→ REQUIRED ACTION: Word for word, reproduce every line of the data below.

→ SUPPLIED RECORDS:
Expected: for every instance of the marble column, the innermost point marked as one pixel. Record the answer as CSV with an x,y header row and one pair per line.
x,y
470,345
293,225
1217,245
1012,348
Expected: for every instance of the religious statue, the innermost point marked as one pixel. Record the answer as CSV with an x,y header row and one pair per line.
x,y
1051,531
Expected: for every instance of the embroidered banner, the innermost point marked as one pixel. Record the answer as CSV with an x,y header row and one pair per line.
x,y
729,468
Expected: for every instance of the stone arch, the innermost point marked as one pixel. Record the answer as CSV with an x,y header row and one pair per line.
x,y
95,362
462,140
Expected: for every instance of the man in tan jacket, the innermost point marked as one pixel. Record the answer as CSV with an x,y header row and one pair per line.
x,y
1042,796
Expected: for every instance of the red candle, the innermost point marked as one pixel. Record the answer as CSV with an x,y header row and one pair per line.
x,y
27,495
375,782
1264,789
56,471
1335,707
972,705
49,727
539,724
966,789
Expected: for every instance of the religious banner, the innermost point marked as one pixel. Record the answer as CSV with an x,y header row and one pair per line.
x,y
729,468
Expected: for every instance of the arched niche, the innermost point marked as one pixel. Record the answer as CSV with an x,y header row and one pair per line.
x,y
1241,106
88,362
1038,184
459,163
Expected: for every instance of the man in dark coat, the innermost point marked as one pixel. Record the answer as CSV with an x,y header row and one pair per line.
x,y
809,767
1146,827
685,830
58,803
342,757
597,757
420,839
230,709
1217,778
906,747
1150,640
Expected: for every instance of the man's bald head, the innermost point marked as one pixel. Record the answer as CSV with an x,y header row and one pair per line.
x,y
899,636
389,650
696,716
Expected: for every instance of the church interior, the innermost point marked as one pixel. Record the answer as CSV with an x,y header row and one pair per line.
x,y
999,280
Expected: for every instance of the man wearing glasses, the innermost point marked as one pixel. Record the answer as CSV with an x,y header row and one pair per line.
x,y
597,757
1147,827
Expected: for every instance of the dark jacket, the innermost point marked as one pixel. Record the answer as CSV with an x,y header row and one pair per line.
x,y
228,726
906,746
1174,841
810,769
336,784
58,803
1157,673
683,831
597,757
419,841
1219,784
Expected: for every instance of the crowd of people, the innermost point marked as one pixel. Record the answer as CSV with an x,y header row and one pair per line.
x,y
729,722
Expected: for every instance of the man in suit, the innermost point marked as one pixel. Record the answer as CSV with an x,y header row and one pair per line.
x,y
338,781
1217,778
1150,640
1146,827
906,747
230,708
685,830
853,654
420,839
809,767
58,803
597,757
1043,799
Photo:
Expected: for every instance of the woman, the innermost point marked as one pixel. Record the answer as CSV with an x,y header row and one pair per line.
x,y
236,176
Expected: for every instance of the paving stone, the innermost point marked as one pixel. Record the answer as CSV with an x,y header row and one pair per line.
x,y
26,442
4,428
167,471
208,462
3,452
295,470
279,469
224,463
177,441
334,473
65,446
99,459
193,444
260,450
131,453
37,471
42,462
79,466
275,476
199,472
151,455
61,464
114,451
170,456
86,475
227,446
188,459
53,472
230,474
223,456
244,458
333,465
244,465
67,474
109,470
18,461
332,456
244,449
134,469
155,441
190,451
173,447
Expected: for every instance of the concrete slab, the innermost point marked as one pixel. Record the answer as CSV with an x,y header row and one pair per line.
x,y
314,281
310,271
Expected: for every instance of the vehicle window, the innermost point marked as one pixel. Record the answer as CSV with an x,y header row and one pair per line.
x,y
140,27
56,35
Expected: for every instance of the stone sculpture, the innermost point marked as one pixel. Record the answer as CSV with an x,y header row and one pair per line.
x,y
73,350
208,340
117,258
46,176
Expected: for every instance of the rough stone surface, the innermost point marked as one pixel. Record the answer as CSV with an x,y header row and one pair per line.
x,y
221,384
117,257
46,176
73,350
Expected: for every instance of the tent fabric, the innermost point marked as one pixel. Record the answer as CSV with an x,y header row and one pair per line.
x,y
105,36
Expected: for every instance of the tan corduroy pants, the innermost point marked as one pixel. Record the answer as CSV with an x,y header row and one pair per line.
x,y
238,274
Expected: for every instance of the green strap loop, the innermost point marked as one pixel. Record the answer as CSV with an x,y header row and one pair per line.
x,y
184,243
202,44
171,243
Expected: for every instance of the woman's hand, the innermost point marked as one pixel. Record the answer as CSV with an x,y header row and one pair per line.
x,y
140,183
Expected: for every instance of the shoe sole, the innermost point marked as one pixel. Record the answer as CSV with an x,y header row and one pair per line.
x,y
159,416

→ EXERCISE RESULT:
Expected: for every instance of the marble column, the innermost point marked as one pixel. Record the answer as CSV with an x,y header row and one pair per line.
x,y
470,345
293,225
1217,245
1012,348
Expected: for every instance of the religious statue, the innermost point marked as one pixel. Record the answer as CSV with an x,y header row and one pair per line.
x,y
1051,531
Expected: for every instance of the embroidered banner, the innermost point marked as one pixel. Record the answer as CSV with an x,y header row and one pair per line.
x,y
729,468
Expected: for every instance of the stone arch, the innermost point marked as one pixel. Record the answer as CSV with an x,y header row and one pair per line.
x,y
95,362
462,140
Expected: for every instance of the man in tan jacket, the innermost point marked as one pixel. Record the answer as CSV with an x,y header row and one pair per line.
x,y
1042,796
Expected: for every instance of the red candle, the innermost point marked as one pixel. Record the answer as CSV with an x,y header row and one pair per line.
x,y
27,495
375,782
1264,789
56,471
1335,707
972,705
49,727
539,724
966,789
Expected: for every instance of the religious banner, the innermost point marked as one pixel. Record the answer as CSV with an x,y header row and one pair per line.
x,y
729,468
Expected: for every instance of the arched niche, the innermost point marked as one pixel. Record the answer as CSV with an x,y header row and one pair per line.
x,y
1241,106
88,362
1038,184
459,163
Expected: for every instance of the man in dark coat, the innermost point marked as one pixel. Record the answer as CSV with an x,y header row and one pair per line.
x,y
809,767
1146,827
685,830
58,803
342,757
597,757
420,839
230,709
1217,778
906,747
1150,640
Expected: for every instance of the man's bald head, the innermost point marked as one pixel. Record the answer as CSV with an x,y header row and one pair per line.
x,y
899,636
389,650
696,716
Expected: for every instance of the church interior, the innermost point marked as one pixel. Record the answer as CSV with an x,y header row and one pair per line.
x,y
999,280
Expected: for every instance of the man wearing glasses, the innermost point marked as one pixel. Record the answer as CSV with an x,y header row and one pair per line.
x,y
597,757
1147,827
Expected: for every instance of the dark jacket, the innermost point marked as one pixel. Record the answer as CSV with an x,y header row and one pair per line.
x,y
228,726
906,746
1174,841
810,769
336,784
58,803
1157,673
683,831
597,757
419,841
1219,784
Expected: for every instance of the crowd of people, the innermost point marked as one pixel. Record the answer as CSV with an x,y header row and one pair per line.
x,y
729,722
Expected: for every instance of the man in suit, the innermost point marked as one pixel. Record the answer as CSV with an x,y header row and one pair per line.
x,y
338,781
1217,778
1150,640
1146,827
906,747
230,708
685,830
853,654
420,839
809,767
58,803
597,757
1043,799
Photo:
Expected: for every instance of the woman, the innermost point marked as one pixel. Record the answer as CSV with an x,y header row and one pair per line.
x,y
236,176
Expected: for every instance of the paving stone, the innermost point marked as one pixel. Record the answer as CSV with an x,y header row and one pair per line.
x,y
26,442
4,428
167,471
208,462
3,452
295,470
279,469
224,463
177,441
334,473
65,446
99,459
193,444
260,450
131,453
37,471
42,462
79,466
275,476
199,472
151,455
61,464
114,451
170,456
86,475
227,446
188,459
53,472
230,474
223,456
244,458
333,465
244,465
67,474
109,470
18,461
332,456
244,449
134,469
155,441
190,451
173,447
Expected: for every instance of the concrete slab, the innermost point marked as one pixel. Record the answer as CSV with an x,y header row and one pair per line.
x,y
314,281
310,271
Expected: for every instance of the vehicle window, the innermost point marked as one pixel. Record the answer as CSV with an x,y header row and one pair per line.
x,y
140,27
56,35
Expected: for every instance of the stone sculpture, the innermost point marked as one pixel. Record the answer as CSV with an x,y header row and one pair per line.
x,y
73,350
208,340
117,258
46,176
Expected: for every instance of the rough stone surface, the innermost point marked as one pixel. Record the answer as CSV with an x,y header row and one pair per line.
x,y
221,384
117,257
46,176
73,350
Expected: for every instance of the tent fabric, the innermost point marked as one pixel. Record the answer as CSV with an x,y header row and one pair per line.
x,y
105,36
Expected: for every instance of the tan corduroy pants, the innermost point marked as one pixel. Record the answer as CSV with an x,y header row and one pair per line.
x,y
238,274
Expected: for every instance of the green strap loop, the innermost point marked as one pixel. Record the answer as CSV with an x,y header row and one pair per line.
x,y
184,243
202,44
171,243
Expected: for every instance of the woman's hand, the innermost point marked as one pixel. Record the answer as CSV with an x,y header row and one pair per line.
x,y
140,183
Expected: for every instance of the shoe sole, the innermost point marked as one pixel. Record the answer as CSV with an x,y header row and one pair per line.
x,y
159,416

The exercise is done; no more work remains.